# Task instructions:
Can you recast every one of the rows below as a JSON list of strings, one string per line, with blank lines omitted and the pictures left out?

# Source records:
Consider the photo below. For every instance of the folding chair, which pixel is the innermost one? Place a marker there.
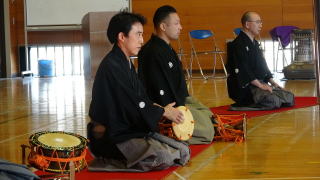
(200, 35)
(282, 35)
(236, 31)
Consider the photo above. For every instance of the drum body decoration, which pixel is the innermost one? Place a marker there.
(181, 132)
(230, 127)
(52, 151)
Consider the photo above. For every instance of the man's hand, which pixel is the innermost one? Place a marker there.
(266, 87)
(173, 114)
(274, 84)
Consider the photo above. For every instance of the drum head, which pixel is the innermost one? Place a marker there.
(59, 140)
(184, 130)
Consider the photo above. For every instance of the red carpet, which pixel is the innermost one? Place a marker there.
(154, 175)
(300, 102)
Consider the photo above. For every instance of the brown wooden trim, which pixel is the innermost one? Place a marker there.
(2, 43)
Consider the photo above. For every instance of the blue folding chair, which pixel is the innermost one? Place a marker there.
(200, 35)
(236, 31)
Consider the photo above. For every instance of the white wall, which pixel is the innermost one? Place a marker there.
(67, 12)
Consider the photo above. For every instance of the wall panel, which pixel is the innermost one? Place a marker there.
(223, 16)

# Task response:
[
  "Consider the photo below. For every instance of the folding chair, which pixel is the innermost one? Place a marker there.",
  "(200, 35)",
  "(282, 35)",
  "(236, 31)",
  "Consider the photo above. For every instance of the drum body decoration, which pixel is the innermost one? Place a marker there.",
  "(181, 132)",
  "(230, 127)",
  "(52, 151)",
  "Consider the photo above. For every instance of the man's hand, which pixel is the innermost one? Place a marker there.",
  "(266, 87)",
  "(173, 114)",
  "(274, 84)",
  "Consider the photo above. For every instance of the drum head, which pixel is the innermost one? Place a marker there.",
  "(59, 140)",
  "(184, 130)",
  "Consider the photo above. For every instance of the red carpet, which pixel is the innermost one? Place a marker there.",
  "(154, 175)",
  "(300, 102)",
  "Consider the photo above. For every instance of the brown wooden trim, which pixel is the innermost one? Place a marker there.",
  "(2, 43)",
  "Consider the photo above. For every instance of the blue folding chair, which pixel is the innermost one? Place a marker there.",
  "(200, 35)",
  "(236, 31)",
  "Consider the photo above. For every instance of the white wall, which pixel is the innermost one? Place a marker there.",
  "(67, 12)",
  "Consider the photo above. For every instance of the wall panel, which pixel is the innermost one? Place a marker there.",
  "(223, 16)"
]